**Required work:** Copy out every row below, swapping "wooden" for "timber" wherever it appears and leaving everything else the same.

**Records provided:**

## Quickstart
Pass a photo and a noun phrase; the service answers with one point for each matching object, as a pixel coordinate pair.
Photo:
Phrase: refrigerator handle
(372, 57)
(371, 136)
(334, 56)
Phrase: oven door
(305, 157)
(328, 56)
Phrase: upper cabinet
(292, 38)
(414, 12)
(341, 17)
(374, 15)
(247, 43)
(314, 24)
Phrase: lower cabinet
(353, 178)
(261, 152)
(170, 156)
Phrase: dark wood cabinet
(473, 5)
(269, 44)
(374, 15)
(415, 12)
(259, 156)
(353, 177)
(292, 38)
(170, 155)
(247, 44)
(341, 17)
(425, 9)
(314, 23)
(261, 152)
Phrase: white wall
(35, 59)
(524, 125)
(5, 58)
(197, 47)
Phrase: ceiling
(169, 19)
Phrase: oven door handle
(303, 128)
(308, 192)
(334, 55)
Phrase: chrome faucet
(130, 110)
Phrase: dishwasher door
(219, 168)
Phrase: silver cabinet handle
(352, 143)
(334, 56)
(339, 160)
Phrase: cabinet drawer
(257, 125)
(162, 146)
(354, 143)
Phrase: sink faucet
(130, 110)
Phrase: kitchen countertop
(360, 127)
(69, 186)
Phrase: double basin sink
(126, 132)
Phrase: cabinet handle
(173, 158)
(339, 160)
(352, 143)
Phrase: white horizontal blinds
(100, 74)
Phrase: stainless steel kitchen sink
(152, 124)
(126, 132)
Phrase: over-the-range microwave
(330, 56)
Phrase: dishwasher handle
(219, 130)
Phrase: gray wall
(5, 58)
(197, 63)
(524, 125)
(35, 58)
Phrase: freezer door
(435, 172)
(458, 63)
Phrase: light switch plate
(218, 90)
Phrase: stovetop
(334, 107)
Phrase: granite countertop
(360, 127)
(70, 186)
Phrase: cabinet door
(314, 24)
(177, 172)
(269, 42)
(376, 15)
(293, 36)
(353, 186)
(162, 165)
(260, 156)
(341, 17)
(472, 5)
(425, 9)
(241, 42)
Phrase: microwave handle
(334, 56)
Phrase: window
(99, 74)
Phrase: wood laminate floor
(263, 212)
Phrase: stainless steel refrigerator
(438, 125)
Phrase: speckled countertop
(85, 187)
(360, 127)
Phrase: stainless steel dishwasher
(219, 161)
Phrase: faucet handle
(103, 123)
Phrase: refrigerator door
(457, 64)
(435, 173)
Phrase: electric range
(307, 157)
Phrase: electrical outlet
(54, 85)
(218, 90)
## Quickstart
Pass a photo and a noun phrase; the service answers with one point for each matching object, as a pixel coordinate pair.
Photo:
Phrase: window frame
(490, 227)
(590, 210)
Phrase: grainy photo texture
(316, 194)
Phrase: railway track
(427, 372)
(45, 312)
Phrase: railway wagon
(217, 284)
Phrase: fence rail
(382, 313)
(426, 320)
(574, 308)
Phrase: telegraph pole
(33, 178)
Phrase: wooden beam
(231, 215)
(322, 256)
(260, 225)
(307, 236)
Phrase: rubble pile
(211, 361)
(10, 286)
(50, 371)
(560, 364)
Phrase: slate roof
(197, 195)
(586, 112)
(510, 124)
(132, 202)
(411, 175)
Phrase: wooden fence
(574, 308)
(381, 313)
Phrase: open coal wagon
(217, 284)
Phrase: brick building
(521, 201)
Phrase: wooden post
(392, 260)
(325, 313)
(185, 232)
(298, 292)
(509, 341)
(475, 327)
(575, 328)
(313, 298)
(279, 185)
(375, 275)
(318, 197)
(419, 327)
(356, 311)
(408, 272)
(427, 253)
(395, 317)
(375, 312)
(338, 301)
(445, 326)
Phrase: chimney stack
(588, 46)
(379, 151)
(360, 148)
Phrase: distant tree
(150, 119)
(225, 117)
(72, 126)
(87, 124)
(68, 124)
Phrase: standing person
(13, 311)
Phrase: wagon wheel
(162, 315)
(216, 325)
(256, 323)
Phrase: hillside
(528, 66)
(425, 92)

**Expected answer:**
## Quickstart
Pass a photo and a noun phrase; the service answers with one point for each matching object, as a pixel coordinate pair.
Photo:
Phrase: refrigerator handle
(372, 57)
(371, 136)
(334, 56)
Phrase: oven door
(305, 157)
(328, 56)
Phrase: upper cabinet
(292, 38)
(414, 12)
(341, 17)
(374, 15)
(247, 43)
(314, 24)
Phrase: lower cabinet
(353, 178)
(261, 152)
(170, 156)
Phrase: dark wood cabinet
(473, 5)
(269, 44)
(374, 15)
(415, 12)
(259, 156)
(353, 177)
(292, 38)
(170, 155)
(247, 44)
(341, 17)
(425, 9)
(314, 23)
(261, 152)
Phrase: white wall
(35, 59)
(524, 125)
(5, 58)
(197, 47)
Phrase: ceiling
(169, 19)
Phrase: oven door handle
(303, 128)
(308, 192)
(334, 55)
Phrase: chrome faucet
(130, 110)
Phrase: dishwasher door
(219, 168)
Phrase: silver cabinet handle
(352, 143)
(334, 56)
(339, 160)
Phrase: cabinet drawer
(257, 125)
(162, 146)
(354, 143)
Phrase: sink faucet
(130, 110)
Phrase: kitchen countertop
(360, 127)
(69, 186)
Phrase: double basin sink
(126, 132)
Phrase: cabinet handle
(173, 158)
(339, 160)
(352, 143)
Phrase: white horizontal blinds
(100, 74)
Phrase: stainless steel kitchen sink
(152, 124)
(126, 132)
Phrase: over-the-range microwave
(330, 56)
Phrase: dishwasher handle
(219, 130)
Phrase: gray wall
(5, 58)
(197, 63)
(524, 125)
(35, 58)
Phrase: freezer door
(435, 172)
(458, 63)
Phrase: light switch plate
(218, 90)
Phrase: stovetop
(334, 107)
Phrase: granite countertop
(360, 127)
(70, 186)
Phrase: cabinet door
(314, 24)
(177, 172)
(269, 42)
(376, 15)
(293, 36)
(353, 186)
(162, 165)
(260, 156)
(341, 17)
(472, 5)
(425, 9)
(241, 42)
Phrase: microwave handle
(334, 56)
Phrase: window
(99, 74)
Phrase: wood laminate floor
(263, 212)
Phrase: stainless steel refrigerator
(438, 125)
Phrase: speckled countertop
(85, 187)
(360, 127)
Phrase: stainless steel dishwasher
(219, 161)
Phrase: faucet handle
(103, 123)
Phrase: refrigerator door
(457, 64)
(435, 173)
Phrase: electric range
(307, 157)
Phrase: electrical outlet
(54, 85)
(218, 90)
## Quickstart
Pass a photo and a noun phrase; the service answers with one point for each matching object, as a pixel coordinate pair.
Photo:
Phrase: window frame
(490, 227)
(590, 210)
Phrase: grainy photo texture
(316, 194)
Phrase: railway track
(427, 372)
(45, 312)
Phrase: railway wagon
(217, 284)
Phrase: fence rail
(382, 313)
(426, 320)
(574, 308)
Phrase: telegraph pole
(33, 178)
Phrase: timber beam
(231, 215)
(322, 256)
(260, 225)
(307, 236)
Phrase: rubble pile
(211, 361)
(10, 286)
(50, 371)
(560, 364)
Phrase: slate roof
(197, 195)
(586, 112)
(510, 124)
(132, 202)
(411, 175)
Phrase: timber fence
(574, 308)
(381, 313)
Phrase: open coal wagon
(217, 284)
Phrase: brick building
(521, 201)
Phrase: timber post
(392, 260)
(325, 313)
(185, 232)
(298, 292)
(509, 341)
(475, 327)
(575, 328)
(313, 298)
(279, 185)
(375, 275)
(318, 197)
(419, 327)
(356, 311)
(408, 272)
(427, 253)
(395, 317)
(375, 312)
(338, 301)
(445, 326)
Phrase: chimney stack
(588, 46)
(379, 151)
(360, 148)
Phrase: distant tree
(150, 119)
(225, 117)
(72, 126)
(87, 124)
(68, 124)
Phrase: standing person
(13, 311)
Phrase: wagon wheel
(162, 315)
(216, 325)
(256, 323)
Phrase: hillside
(528, 66)
(425, 92)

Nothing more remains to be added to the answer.